Goal =>
Repeat the full listing below verbatim and keep the images out.
-- start Dataset records --
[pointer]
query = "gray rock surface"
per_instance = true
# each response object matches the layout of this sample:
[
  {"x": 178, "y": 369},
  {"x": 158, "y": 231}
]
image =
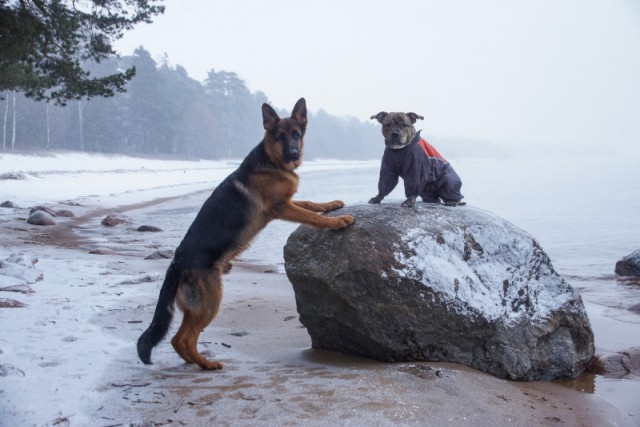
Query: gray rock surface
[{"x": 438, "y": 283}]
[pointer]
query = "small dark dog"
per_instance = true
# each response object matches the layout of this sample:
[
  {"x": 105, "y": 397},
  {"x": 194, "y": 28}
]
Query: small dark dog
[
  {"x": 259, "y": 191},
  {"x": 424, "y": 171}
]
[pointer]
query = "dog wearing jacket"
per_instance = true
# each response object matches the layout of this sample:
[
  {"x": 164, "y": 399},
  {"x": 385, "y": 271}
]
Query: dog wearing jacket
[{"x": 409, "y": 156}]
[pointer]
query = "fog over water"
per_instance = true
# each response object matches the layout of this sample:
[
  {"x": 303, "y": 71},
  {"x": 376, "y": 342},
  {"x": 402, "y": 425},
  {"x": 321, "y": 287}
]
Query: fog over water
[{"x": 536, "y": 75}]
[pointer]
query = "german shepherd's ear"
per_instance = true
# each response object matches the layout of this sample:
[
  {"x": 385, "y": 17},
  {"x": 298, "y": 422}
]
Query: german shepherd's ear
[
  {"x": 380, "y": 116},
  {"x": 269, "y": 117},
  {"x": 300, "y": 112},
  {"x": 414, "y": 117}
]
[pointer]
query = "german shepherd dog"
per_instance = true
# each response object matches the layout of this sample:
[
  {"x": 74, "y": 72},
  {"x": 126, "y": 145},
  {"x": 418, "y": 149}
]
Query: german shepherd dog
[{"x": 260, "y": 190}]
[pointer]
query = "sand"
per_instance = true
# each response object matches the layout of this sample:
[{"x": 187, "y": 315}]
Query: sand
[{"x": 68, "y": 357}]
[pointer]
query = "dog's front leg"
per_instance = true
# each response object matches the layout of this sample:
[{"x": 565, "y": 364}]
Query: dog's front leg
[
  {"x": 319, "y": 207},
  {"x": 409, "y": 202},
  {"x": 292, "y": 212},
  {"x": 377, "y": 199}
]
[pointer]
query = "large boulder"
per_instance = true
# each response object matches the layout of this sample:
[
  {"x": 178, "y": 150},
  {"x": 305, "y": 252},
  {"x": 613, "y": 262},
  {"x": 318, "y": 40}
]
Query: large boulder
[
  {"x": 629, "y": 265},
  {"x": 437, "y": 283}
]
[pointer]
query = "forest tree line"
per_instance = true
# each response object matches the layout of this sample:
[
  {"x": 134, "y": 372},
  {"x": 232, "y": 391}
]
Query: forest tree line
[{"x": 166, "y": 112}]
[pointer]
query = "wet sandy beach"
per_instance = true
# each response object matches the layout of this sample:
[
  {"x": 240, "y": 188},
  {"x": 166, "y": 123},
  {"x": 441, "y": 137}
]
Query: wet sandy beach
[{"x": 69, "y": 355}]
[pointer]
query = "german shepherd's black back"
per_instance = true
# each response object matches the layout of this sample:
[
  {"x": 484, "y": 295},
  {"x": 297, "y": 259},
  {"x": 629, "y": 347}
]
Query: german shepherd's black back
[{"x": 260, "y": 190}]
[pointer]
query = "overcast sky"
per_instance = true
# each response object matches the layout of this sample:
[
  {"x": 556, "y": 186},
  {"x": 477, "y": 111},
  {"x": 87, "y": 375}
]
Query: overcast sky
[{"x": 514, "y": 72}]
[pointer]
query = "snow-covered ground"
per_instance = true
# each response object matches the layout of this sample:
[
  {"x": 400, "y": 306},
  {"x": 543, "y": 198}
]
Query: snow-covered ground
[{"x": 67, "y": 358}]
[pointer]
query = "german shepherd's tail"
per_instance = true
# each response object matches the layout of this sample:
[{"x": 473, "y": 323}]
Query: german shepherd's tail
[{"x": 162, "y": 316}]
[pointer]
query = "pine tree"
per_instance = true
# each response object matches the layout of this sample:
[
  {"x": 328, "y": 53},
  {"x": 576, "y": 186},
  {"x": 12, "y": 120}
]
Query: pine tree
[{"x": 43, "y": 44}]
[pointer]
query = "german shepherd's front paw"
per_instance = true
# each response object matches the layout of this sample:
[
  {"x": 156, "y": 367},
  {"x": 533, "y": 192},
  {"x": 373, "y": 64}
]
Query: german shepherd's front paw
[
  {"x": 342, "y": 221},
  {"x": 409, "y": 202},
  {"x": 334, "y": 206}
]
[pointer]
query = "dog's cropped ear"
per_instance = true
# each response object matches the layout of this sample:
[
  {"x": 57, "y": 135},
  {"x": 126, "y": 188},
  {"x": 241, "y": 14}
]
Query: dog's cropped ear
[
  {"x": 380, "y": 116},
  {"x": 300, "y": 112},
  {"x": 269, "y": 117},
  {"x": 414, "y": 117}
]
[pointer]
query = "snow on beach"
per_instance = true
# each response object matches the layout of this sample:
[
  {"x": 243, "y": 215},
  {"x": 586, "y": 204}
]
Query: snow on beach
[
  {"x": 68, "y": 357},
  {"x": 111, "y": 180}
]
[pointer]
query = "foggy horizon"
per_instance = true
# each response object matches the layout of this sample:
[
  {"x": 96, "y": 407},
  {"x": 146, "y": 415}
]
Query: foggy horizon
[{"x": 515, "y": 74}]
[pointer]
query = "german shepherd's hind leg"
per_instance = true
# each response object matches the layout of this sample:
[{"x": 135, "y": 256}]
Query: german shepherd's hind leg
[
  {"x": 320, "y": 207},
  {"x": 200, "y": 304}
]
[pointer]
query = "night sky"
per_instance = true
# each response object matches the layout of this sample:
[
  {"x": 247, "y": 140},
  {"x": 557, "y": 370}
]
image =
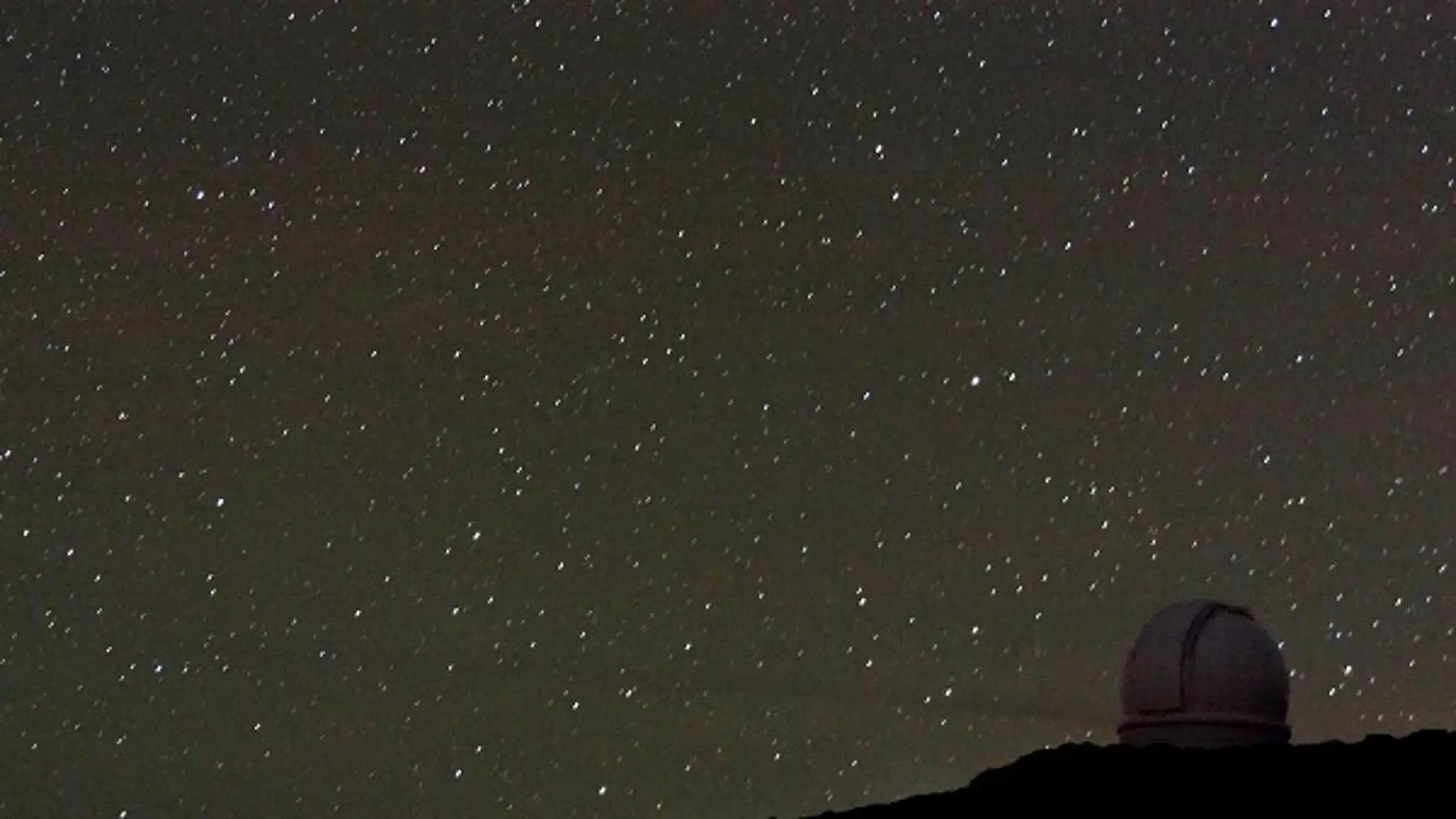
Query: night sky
-- end Dataset records --
Task response =>
[pointer]
query = "gray rock surface"
per_instance = true
# each response object matches the layout of this sample:
[
  {"x": 178, "y": 369},
  {"x": 158, "y": 231}
]
image =
Query: gray rock surface
[{"x": 438, "y": 283}]
[pointer]
query = "small dark dog"
per_instance = true
# each response object matches the layout of this sample:
[
  {"x": 105, "y": 397},
  {"x": 194, "y": 28}
]
Query: small dark dog
[
  {"x": 259, "y": 191},
  {"x": 424, "y": 171}
]
[pointer]
query = "dog wearing jacket"
per_instance = true
# each response object matches the layout of this sample:
[
  {"x": 164, "y": 399},
  {"x": 385, "y": 271}
]
Query: dog wearing jacket
[{"x": 409, "y": 156}]
[pointer]
query = "fog over water"
per_instance = true
# each response object matches the layout of this sample:
[
  {"x": 303, "y": 71},
  {"x": 376, "y": 342},
  {"x": 402, "y": 425},
  {"x": 321, "y": 287}
]
Query: fog over water
[{"x": 536, "y": 75}]
[pointer]
query = "german shepherd's ear"
per_instance = true
# each response object matches the layout of this sample:
[
  {"x": 385, "y": 17},
  {"x": 298, "y": 422}
]
Query: german shepherd's ear
[
  {"x": 380, "y": 116},
  {"x": 269, "y": 117},
  {"x": 300, "y": 112},
  {"x": 414, "y": 117}
]
[pointer]
query = "german shepherd dog"
per_instance = true
# each response object matches the layout of this sample:
[
  {"x": 74, "y": 72},
  {"x": 126, "y": 145},
  {"x": 418, "y": 149}
]
Query: german shepherd dog
[{"x": 260, "y": 190}]
[pointer]
query = "sand"
per_instance = true
# each response object matches the layout of this sample:
[{"x": 187, "y": 315}]
Query: sand
[{"x": 68, "y": 357}]
[pointer]
query = "dog's front leg"
per_instance = true
# each response object matches the layout of this sample:
[{"x": 565, "y": 364}]
Query: dog's front leg
[
  {"x": 319, "y": 207},
  {"x": 409, "y": 202},
  {"x": 292, "y": 212},
  {"x": 377, "y": 199}
]
[pointer]
query = "large boulder"
per_instance = true
# each response object matches the layout of this sample:
[
  {"x": 178, "y": 150},
  {"x": 305, "y": 252},
  {"x": 613, "y": 262},
  {"x": 318, "y": 40}
]
Query: large boulder
[
  {"x": 629, "y": 265},
  {"x": 437, "y": 283}
]
[pointer]
query = "forest tree line"
per_instance = true
# each response object matches the layout of this sample:
[
  {"x": 134, "y": 372},
  {"x": 232, "y": 391}
]
Query: forest tree line
[{"x": 166, "y": 112}]
[pointer]
query = "wet sandy beach"
per_instance = true
# each response object matches the layout of this sample:
[
  {"x": 240, "y": 188},
  {"x": 166, "y": 123},
  {"x": 441, "y": 137}
]
Query: wet sandy beach
[{"x": 69, "y": 355}]
[pointer]
query = "german shepherd's black back"
per_instance = true
# each response object matches the layout of this sample:
[
  {"x": 484, "y": 295},
  {"x": 297, "y": 259},
  {"x": 629, "y": 347}
]
Query: german shepherd's black back
[{"x": 260, "y": 190}]
[pointer]
query = "overcast sky"
per_instance = true
# each response object matches the layout of this sample:
[
  {"x": 556, "y": 186},
  {"x": 477, "y": 111},
  {"x": 87, "y": 375}
]
Query: overcast sky
[{"x": 514, "y": 72}]
[pointer]
query = "snow-covered ground"
per_instance = true
# each response object matches the layout of this sample:
[
  {"x": 400, "y": 306},
  {"x": 543, "y": 198}
]
Query: snow-covered ground
[{"x": 67, "y": 358}]
[pointer]
query = "german shepherd's tail"
per_instance = true
# each response object matches the layout of this sample:
[{"x": 473, "y": 323}]
Query: german shepherd's tail
[{"x": 162, "y": 316}]
[pointer]
query = "pine tree"
per_instance = true
# each response object matches the layout of this sample:
[
  {"x": 328, "y": 53},
  {"x": 576, "y": 186},
  {"x": 12, "y": 120}
]
Query: pine tree
[{"x": 43, "y": 44}]
[pointer]
query = "german shepherd's front paw"
per_instance = true
# each response object matches the layout of this sample:
[
  {"x": 156, "y": 367},
  {"x": 533, "y": 192},
  {"x": 373, "y": 64}
]
Query: german shepherd's front paw
[
  {"x": 342, "y": 221},
  {"x": 409, "y": 202},
  {"x": 334, "y": 206}
]
[pointer]
query = "dog's cropped ear"
per_instance = true
# each response object matches the layout of this sample:
[
  {"x": 57, "y": 135},
  {"x": 126, "y": 188},
  {"x": 241, "y": 14}
]
Query: dog's cropped ear
[
  {"x": 380, "y": 116},
  {"x": 300, "y": 112},
  {"x": 269, "y": 117},
  {"x": 414, "y": 117}
]
[pointer]
query = "snow on beach"
per_instance = true
# each response object matches the layout of this sample:
[
  {"x": 243, "y": 215},
  {"x": 586, "y": 204}
]
Query: snow on beach
[
  {"x": 68, "y": 357},
  {"x": 111, "y": 180}
]
[pointer]
query = "foggy horizon"
per_instance = true
# each response object matches the layout of this sample:
[
  {"x": 96, "y": 407},
  {"x": 146, "y": 415}
]
Query: foggy horizon
[{"x": 515, "y": 74}]
[pointer]
query = "german shepherd's hind leg"
per_instance = true
# each response object matches the layout of this sample:
[{"x": 135, "y": 256}]
Query: german shepherd's hind leg
[
  {"x": 320, "y": 207},
  {"x": 200, "y": 304}
]
[pointer]
query = "night sky"
per_instance = true
# each response object matches the layout of this sample:
[
  {"x": 247, "y": 140},
  {"x": 557, "y": 370}
]
image =
Query: night sky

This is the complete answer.